» SOURCE
::::::::::
I have a lot of first hand experience with online affairs and flirting. Although I read about this all the time, it never ceases to amaze me how clueless the victims are. You are encouraging your husband to cheat and defending his online addiction. Connecting to online women who wants to meet in a hotel room is not innocent. If you do not want to salvage your marriage, then leave your husband. Don't just sit there and let your husband lie and cheat in front of you. If you don't love your husband enough, at least cut off ties so this other woman can have one less guy to cheat with. Do you think her husband and kids are overjoyed that she flirts and sends nude photos? There are too many hurt people already involved, be the strong person and make sure your husband is not part of the mess. Cancel internet access and his cell phones privileges if you have to. I personally think online gaming has no value whatsoever. Get help for his addiction and marriage counseling asap.


----------



## Roger136913 (Apr 29, 2009)

Naked pics is not a fling nor flirting, IMHO.

I agree with Breathless

""If you ask me.. Cybering, phone sex and sending nude photos over the internet, as well as having an emotional attatchment to someone over the internet IS CHEATING""""

Your Hubby needs to end it.... He needs to say Ciao to her..


----------



## Blonddeee (Dec 17, 2008)

I guess if that's just a guy thing and it was just something she did that didn't mean anything... I suppose you should go ahead and send nude pics of yourself to her husband- I mean, why not... it's just something people do... it's only fair- JUST KIDDING...please don't, but you know if you did that they would freak out, but that's what they are doing to you and her husband. If it were me, I'd probably tell her husband... maybe that would help her not want to be bestest friends with you anymore. I really think your husband needs to end this-it's not your responsibility... you guys need to be spending time together working on your marriage and not on a game where he thinks it's ok to flirt.


----------



## scarletblue (May 20, 2009)

I'm going to talk to hubby this weekend about not meeting with this gal, and giving up the game.
::::::::::
» TO BE DONE
• a. Condense the paragraph in the forum thread on online affairs that begins "I have a lot of first hand experience" into a bulleted list that keeps its main points.
• b. Extend the forum thread on online affairs with a few more lines that pick up after its final post.
::::::::::
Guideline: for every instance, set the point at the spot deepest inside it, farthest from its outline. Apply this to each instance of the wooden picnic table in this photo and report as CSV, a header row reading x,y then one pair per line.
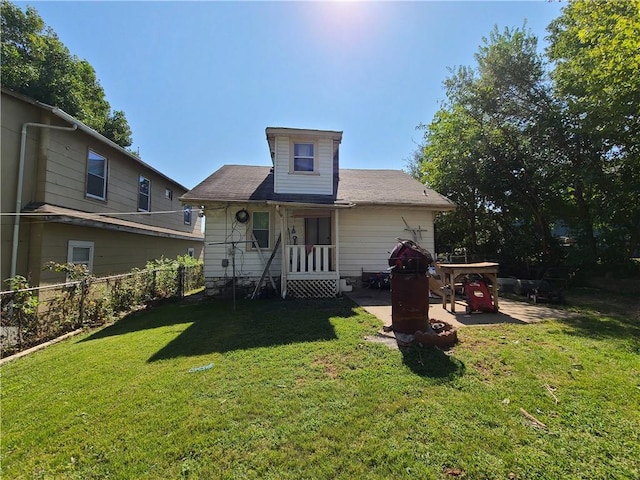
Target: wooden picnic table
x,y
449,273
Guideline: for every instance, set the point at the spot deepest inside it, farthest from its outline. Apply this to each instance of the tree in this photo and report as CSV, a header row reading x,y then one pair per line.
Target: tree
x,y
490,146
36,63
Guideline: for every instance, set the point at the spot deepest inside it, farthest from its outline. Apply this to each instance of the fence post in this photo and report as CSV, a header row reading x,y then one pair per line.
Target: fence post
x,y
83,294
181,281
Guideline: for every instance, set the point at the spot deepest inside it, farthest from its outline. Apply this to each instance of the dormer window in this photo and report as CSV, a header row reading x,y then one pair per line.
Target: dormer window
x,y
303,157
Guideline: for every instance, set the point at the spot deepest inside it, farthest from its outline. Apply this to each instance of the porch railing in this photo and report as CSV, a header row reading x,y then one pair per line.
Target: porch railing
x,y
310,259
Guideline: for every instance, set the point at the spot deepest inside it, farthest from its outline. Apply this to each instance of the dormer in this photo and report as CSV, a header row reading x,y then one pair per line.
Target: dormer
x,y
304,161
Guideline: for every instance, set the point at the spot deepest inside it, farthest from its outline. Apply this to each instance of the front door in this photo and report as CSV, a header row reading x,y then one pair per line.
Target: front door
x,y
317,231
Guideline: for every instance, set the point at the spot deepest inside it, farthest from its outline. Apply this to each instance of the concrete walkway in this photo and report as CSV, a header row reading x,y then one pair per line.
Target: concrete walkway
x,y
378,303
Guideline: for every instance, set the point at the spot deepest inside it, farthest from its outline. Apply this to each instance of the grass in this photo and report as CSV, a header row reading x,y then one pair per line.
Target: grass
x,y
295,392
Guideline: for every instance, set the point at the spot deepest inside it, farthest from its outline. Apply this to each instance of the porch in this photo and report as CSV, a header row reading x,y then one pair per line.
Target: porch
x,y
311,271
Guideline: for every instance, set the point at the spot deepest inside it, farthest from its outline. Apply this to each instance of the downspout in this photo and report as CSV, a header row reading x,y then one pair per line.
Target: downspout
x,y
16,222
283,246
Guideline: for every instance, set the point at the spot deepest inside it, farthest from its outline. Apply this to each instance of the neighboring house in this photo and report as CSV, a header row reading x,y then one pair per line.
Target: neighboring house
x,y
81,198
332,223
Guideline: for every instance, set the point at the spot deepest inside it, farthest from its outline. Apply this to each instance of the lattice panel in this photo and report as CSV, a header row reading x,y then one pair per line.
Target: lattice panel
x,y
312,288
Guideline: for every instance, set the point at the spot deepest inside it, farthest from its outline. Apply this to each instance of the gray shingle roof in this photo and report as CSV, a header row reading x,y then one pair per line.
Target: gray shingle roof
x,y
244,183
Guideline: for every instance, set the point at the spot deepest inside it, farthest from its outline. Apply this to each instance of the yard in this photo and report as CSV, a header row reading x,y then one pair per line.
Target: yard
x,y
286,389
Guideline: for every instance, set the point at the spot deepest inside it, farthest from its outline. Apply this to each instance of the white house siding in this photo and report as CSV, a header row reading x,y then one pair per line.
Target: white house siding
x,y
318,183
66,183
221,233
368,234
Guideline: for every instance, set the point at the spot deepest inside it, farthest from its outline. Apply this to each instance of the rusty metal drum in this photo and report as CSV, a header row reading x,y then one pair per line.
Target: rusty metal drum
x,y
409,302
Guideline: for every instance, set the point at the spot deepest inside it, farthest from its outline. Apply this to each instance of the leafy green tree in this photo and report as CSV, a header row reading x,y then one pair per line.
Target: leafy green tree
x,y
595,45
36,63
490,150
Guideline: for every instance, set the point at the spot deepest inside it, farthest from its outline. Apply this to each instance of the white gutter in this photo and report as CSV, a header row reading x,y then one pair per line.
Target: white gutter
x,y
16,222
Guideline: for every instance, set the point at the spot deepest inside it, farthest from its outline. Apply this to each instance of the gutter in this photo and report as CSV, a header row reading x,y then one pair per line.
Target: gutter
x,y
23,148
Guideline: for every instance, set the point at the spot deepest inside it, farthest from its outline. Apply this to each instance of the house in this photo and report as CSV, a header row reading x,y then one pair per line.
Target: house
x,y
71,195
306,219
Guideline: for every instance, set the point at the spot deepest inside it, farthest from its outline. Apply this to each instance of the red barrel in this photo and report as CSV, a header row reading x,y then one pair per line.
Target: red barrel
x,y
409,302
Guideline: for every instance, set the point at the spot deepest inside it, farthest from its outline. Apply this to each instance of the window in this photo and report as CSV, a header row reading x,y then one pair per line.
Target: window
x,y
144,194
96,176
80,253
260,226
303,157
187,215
::::::::::
» RESULTS FOR THE EXERCISE
• a.
- The writer has much first-hand experience with online affairs and flirting and is still amazed at how clueless the victims are.
- The reader is encouraging the husband to cheat and defending his online addiction.
- Connecting with online women who want to meet in a hotel room is not innocent.
- If the reader doesn't want to save the marriage, she should leave rather than let him lie and cheat in front of her.
- Cutting ties would leave the other woman one less man to cheat with. Her husband and kids are hurt too, and the reader should keep her husband out of the mess.
- If necessary, cancel his internet access and cell phone privileges. The writer sees no value in online gaming.
- Get help for his addiction and get marriage counseling as soon as possible.

• b.
I still have a couple questions...

How to approach this correctly, without him getting defensive.

What should I do if she won't back off and comes to town anyway and tries to sneak a visit with hubby?

Any ideas?


----------



## Blonddeee (Dec 17, 2008)

If he's being defensive it's probably because he knows deep down that what he's doing isn't right and he doesn't want to admit that. Would he be cool with you sending naked pics to another guy? What if you met some guy on here that's going through a tough time and you guys have really hit it off and he'd like to meet you... I doubt that would be ok with him. If he does sneak off and meet her because "she" had to see him... then he's CHEATING on you... whether they do anything or not... he's meeting another woman behind your back... and if she sneaks to see him... he'd have to be ok with that so it's still him doing something very wrong.


----------



## michzz (Jun 6, 2008)

Make an appointment for the both of you to see a marriage counselor and pose the question of appropriateness to the counselor in your husband's presence. Get your husband to agree to the path of action the MC recommends regarding such things.

Oh, and you have to draw that line in the sand. Either he goes with you to MC or you part. Mean it.

If he cares for you he will blink and do it. If he does not, then you know where you stand with him.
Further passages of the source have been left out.